→ PROMPT: Once the pictures have been set aside, copy every remaining entry exactly.

→ INPUT RECORDS:
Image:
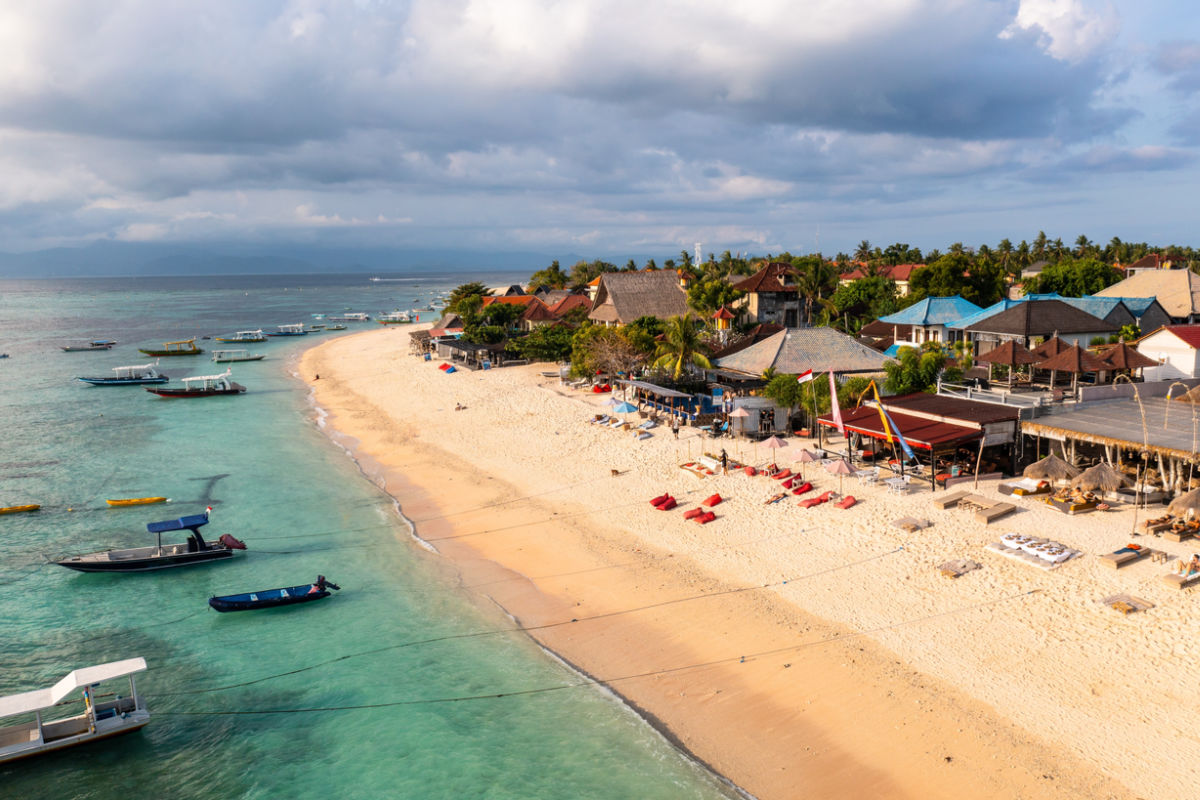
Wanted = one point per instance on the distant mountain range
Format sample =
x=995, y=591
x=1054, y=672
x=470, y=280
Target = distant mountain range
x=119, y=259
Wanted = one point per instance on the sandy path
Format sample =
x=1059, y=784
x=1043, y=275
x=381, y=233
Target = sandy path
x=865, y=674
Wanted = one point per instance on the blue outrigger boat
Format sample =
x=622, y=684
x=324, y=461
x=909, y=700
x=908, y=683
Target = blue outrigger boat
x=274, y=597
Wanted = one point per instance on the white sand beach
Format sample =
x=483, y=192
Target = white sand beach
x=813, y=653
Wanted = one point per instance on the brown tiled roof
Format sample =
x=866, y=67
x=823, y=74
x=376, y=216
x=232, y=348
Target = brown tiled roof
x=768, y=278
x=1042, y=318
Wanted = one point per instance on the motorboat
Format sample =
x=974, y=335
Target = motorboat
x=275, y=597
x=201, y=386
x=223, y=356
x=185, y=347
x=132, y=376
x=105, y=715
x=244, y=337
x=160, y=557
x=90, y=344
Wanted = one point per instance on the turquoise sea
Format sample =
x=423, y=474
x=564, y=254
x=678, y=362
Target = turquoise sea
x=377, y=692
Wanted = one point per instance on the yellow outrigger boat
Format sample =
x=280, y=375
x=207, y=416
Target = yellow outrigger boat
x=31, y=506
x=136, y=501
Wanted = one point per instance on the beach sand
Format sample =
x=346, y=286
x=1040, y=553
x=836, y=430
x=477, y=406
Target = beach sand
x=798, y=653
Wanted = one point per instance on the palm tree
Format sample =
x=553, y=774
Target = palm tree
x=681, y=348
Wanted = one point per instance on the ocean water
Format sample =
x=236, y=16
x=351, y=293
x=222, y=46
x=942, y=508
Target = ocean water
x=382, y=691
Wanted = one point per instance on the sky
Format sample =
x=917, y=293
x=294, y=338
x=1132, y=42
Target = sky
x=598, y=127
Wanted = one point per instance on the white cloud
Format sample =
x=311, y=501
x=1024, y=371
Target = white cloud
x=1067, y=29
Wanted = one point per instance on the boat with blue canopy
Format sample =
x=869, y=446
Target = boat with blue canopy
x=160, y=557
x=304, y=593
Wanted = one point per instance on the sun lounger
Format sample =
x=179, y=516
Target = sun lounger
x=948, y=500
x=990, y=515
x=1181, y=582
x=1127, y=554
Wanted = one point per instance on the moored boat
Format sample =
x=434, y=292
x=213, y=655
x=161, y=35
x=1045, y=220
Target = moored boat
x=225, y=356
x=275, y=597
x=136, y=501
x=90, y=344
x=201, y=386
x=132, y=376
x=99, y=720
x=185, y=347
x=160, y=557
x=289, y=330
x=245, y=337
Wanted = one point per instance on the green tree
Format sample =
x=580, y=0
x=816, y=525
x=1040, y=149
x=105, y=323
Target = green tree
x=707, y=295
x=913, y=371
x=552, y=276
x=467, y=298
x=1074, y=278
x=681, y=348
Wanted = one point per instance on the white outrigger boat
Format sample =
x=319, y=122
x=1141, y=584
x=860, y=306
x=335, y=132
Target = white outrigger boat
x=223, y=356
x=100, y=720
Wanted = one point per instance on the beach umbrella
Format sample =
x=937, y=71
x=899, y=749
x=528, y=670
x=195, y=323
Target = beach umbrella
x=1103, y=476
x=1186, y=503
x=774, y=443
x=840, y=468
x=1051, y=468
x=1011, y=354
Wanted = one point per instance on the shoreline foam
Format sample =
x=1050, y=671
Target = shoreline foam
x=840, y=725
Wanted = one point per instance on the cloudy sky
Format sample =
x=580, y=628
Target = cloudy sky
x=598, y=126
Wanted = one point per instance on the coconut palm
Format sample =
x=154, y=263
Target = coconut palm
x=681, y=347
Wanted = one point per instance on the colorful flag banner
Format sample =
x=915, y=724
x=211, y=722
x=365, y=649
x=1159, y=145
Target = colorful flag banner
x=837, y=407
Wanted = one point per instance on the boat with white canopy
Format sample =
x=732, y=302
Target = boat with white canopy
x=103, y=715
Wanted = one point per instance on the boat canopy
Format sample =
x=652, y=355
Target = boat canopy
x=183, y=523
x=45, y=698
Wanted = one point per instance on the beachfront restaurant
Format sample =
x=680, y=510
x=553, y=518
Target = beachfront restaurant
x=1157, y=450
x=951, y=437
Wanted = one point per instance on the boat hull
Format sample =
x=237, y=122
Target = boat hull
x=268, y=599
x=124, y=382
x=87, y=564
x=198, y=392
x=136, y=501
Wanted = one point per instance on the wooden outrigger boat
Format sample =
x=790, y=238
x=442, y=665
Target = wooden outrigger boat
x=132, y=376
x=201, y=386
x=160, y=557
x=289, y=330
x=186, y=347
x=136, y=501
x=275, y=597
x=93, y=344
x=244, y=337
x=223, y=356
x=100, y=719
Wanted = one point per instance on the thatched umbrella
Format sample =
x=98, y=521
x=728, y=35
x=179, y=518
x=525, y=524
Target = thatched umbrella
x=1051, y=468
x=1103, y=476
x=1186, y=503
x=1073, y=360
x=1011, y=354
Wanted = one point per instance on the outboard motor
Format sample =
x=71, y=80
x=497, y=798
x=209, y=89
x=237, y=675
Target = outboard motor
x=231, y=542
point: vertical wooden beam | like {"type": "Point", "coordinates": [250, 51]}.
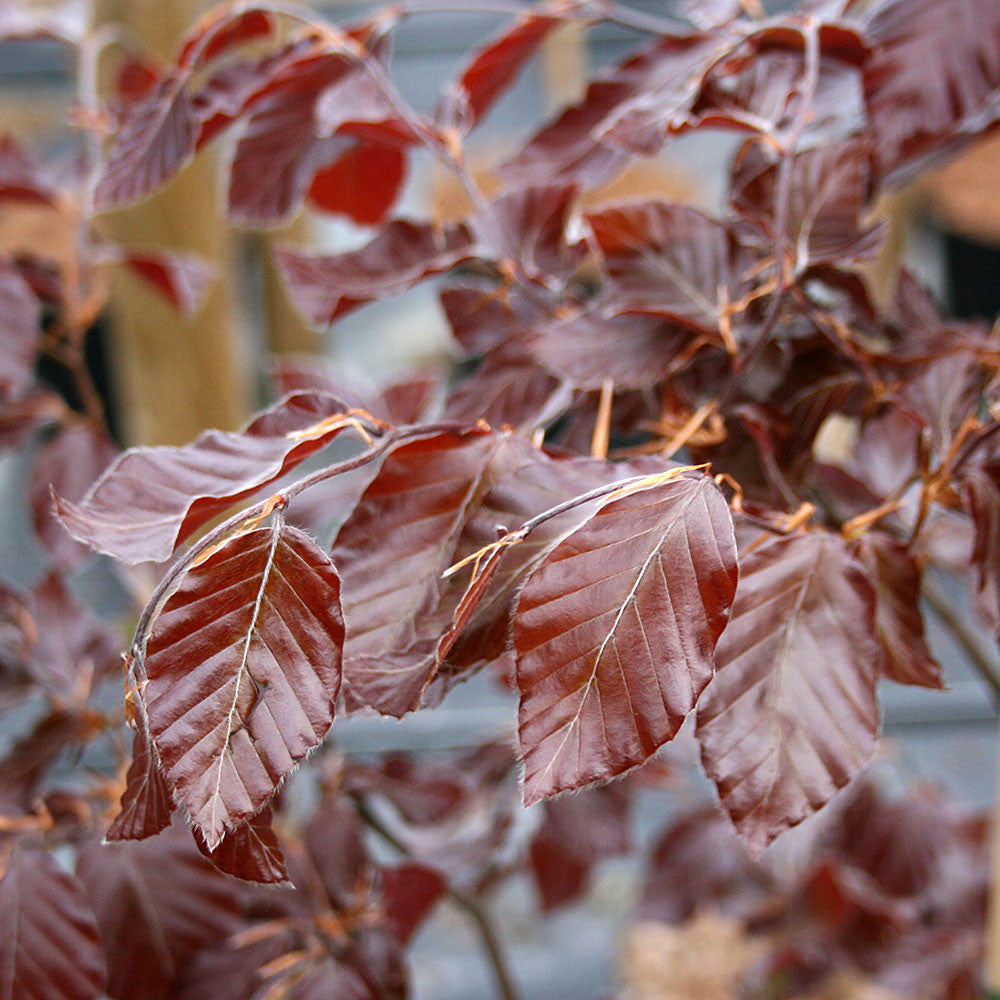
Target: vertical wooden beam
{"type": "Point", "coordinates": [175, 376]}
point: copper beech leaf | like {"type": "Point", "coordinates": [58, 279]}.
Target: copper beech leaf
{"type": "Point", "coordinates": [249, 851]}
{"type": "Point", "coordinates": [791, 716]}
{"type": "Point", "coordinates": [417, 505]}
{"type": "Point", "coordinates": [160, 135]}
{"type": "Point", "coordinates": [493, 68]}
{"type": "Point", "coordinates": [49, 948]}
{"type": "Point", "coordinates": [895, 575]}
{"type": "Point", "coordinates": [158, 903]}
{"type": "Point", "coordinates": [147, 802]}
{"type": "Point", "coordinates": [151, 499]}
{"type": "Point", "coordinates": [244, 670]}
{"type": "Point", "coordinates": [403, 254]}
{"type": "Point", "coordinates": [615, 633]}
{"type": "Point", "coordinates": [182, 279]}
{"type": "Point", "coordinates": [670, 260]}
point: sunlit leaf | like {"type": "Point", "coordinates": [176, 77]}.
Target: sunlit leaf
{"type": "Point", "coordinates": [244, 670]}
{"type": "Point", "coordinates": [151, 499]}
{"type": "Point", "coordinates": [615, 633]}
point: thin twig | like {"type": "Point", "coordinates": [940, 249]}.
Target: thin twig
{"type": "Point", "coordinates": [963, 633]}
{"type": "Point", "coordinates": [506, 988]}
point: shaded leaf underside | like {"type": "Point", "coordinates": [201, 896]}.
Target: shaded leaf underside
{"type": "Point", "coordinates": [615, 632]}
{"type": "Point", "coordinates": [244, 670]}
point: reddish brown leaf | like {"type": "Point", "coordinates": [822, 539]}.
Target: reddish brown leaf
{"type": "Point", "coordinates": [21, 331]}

→ RESPONSE:
Image:
Wanted = one point per instance on the distant mountain range
Format sample =
x=995, y=591
x=1054, y=672
x=470, y=280
Target = distant mountain range
x=119, y=259
Wanted = one point per instance on the sandy path
Format sample =
x=1059, y=784
x=1043, y=275
x=381, y=233
Target = sandy path
x=865, y=674
Wanted = one point per instance on the blue outrigger boat
Format sample =
x=622, y=684
x=324, y=461
x=909, y=700
x=908, y=683
Target = blue outrigger boat
x=274, y=597
Wanted = one point per instance on the white sand beach
Format sample =
x=483, y=192
Target = white sand beach
x=813, y=653
Wanted = one point per instance on the brown tiled roof
Format sample =
x=866, y=67
x=823, y=74
x=376, y=216
x=232, y=348
Target = brown tiled roof
x=768, y=278
x=1042, y=318
Wanted = one point per instance on the motorboat
Format sample =
x=974, y=335
Target = motorboat
x=275, y=597
x=201, y=386
x=223, y=356
x=185, y=347
x=132, y=376
x=105, y=715
x=244, y=337
x=160, y=557
x=90, y=344
Wanted = one point per instance on the turquoise sea
Format sample =
x=423, y=474
x=564, y=254
x=678, y=362
Target = turquoise sea
x=377, y=692
Wanted = one point per instance on the yellow outrigger boat
Format sample =
x=280, y=375
x=207, y=416
Target = yellow outrigger boat
x=31, y=506
x=136, y=501
Wanted = one point per instance on the beach sand
Format sample =
x=346, y=286
x=1040, y=553
x=836, y=430
x=477, y=406
Target = beach sand
x=798, y=653
Wanted = one point per instance on the palm tree
Format sample =
x=553, y=774
Target = palm tree
x=681, y=348
Wanted = one point per instance on the ocean water
Format sample =
x=236, y=16
x=351, y=293
x=222, y=46
x=942, y=508
Target = ocean water
x=382, y=691
Wanted = one point per instance on the sky
Format sample =
x=917, y=293
x=294, y=338
x=1132, y=42
Target = sky
x=598, y=127
Wanted = one point per instance on the white cloud
Format sample =
x=311, y=501
x=1024, y=371
Target = white cloud
x=1067, y=29
Wanted = one point per instance on the boat with blue canopy
Format sample =
x=869, y=446
Target = boat with blue canopy
x=160, y=557
x=304, y=593
Wanted = one point per instance on the sun lounger
Format sample =
x=179, y=516
Target = sun lounger
x=948, y=500
x=990, y=515
x=1181, y=582
x=1127, y=554
Wanted = one point per instance on the moored boat
Format sample =
x=434, y=292
x=213, y=655
x=161, y=35
x=1045, y=220
Target = moored boat
x=225, y=356
x=275, y=597
x=136, y=501
x=90, y=344
x=201, y=386
x=132, y=376
x=99, y=720
x=185, y=347
x=160, y=557
x=289, y=330
x=245, y=337
Wanted = one point per instance on the green tree
Format sample =
x=580, y=0
x=816, y=525
x=1040, y=149
x=105, y=323
Target = green tree
x=707, y=295
x=913, y=371
x=552, y=276
x=467, y=298
x=1074, y=278
x=681, y=348
Wanted = one point per instance on the white outrigger boat
Format sample =
x=319, y=122
x=1141, y=584
x=860, y=306
x=335, y=132
Target = white outrigger boat
x=223, y=356
x=100, y=720
Wanted = one point per instance on the beach umbrella
Format sample =
x=937, y=71
x=899, y=749
x=528, y=670
x=195, y=323
Target = beach umbrella
x=1103, y=476
x=1186, y=503
x=774, y=443
x=840, y=468
x=1051, y=468
x=1011, y=354
Wanted = one point per instance on the shoreline foam
Format sample =
x=1050, y=671
Target = shoreline foam
x=840, y=725
Wanted = one point per instance on the cloudy sky
Format sample =
x=580, y=628
Target = cloudy sky
x=598, y=126
Wanted = one point per instance on the coconut palm
Format sample =
x=154, y=263
Target = coconut palm
x=681, y=347
Wanted = one point per instance on the colorful flag banner
Format sample =
x=915, y=724
x=211, y=722
x=365, y=649
x=1159, y=145
Target = colorful flag banner
x=837, y=407
Wanted = one point per instance on the boat with white canopy
Format sample =
x=732, y=302
Target = boat with white canopy
x=103, y=715
Wanted = one point per instance on the boat canopy
Format sample =
x=652, y=355
Target = boat canopy
x=183, y=523
x=45, y=698
Wanted = one point per instance on the beachfront restaurant
Format sample =
x=680, y=510
x=553, y=518
Target = beachfront restaurant
x=1157, y=450
x=951, y=437
Wanted = one point per instance on the boat hull
Format sample =
x=237, y=122
Target = boat hull
x=268, y=599
x=124, y=382
x=87, y=564
x=198, y=392
x=136, y=501
Wanted = one point per instance on the wooden outrigger boat
Format sample =
x=790, y=238
x=442, y=665
Target = wooden outrigger boat
x=132, y=376
x=201, y=386
x=160, y=557
x=289, y=330
x=186, y=347
x=136, y=501
x=275, y=597
x=93, y=344
x=244, y=337
x=223, y=356
x=100, y=719
Wanted = one point per instance on the thatched umbrella
Format sample =
x=98, y=521
x=728, y=35
x=179, y=518
x=525, y=524
Target = thatched umbrella
x=1051, y=468
x=1103, y=476
x=1186, y=503
x=1073, y=360
x=1011, y=354
Wanted = one point per instance on the outboard motor
Format sample =
x=71, y=80
x=497, y=798
x=209, y=89
x=237, y=675
Target = outboard motor
x=231, y=542
point: vertical wooden beam | like {"type": "Point", "coordinates": [250, 51]}.
Target: vertical wooden beam
{"type": "Point", "coordinates": [175, 376]}
point: copper beech leaf | like {"type": "Point", "coordinates": [58, 279]}.
Target: copper beech leaf
{"type": "Point", "coordinates": [249, 851]}
{"type": "Point", "coordinates": [791, 716]}
{"type": "Point", "coordinates": [417, 505]}
{"type": "Point", "coordinates": [160, 135]}
{"type": "Point", "coordinates": [493, 68]}
{"type": "Point", "coordinates": [49, 948]}
{"type": "Point", "coordinates": [895, 575]}
{"type": "Point", "coordinates": [158, 903]}
{"type": "Point", "coordinates": [147, 802]}
{"type": "Point", "coordinates": [151, 499]}
{"type": "Point", "coordinates": [244, 670]}
{"type": "Point", "coordinates": [403, 254]}
{"type": "Point", "coordinates": [615, 633]}
{"type": "Point", "coordinates": [182, 279]}
{"type": "Point", "coordinates": [670, 260]}
point: sunlit leaf | like {"type": "Point", "coordinates": [176, 77]}.
Target: sunlit leaf
{"type": "Point", "coordinates": [244, 670]}
{"type": "Point", "coordinates": [151, 499]}
{"type": "Point", "coordinates": [615, 633]}
point: thin twig | like {"type": "Point", "coordinates": [940, 249]}.
Target: thin twig
{"type": "Point", "coordinates": [963, 633]}
{"type": "Point", "coordinates": [506, 988]}
point: shaded leaf underside | like {"type": "Point", "coordinates": [201, 896]}.
Target: shaded leaf underside
{"type": "Point", "coordinates": [615, 632]}
{"type": "Point", "coordinates": [244, 670]}
point: reddish brown leaf | like {"type": "Point", "coordinates": [822, 539]}.
Target: reddish brown leaf
{"type": "Point", "coordinates": [21, 331]}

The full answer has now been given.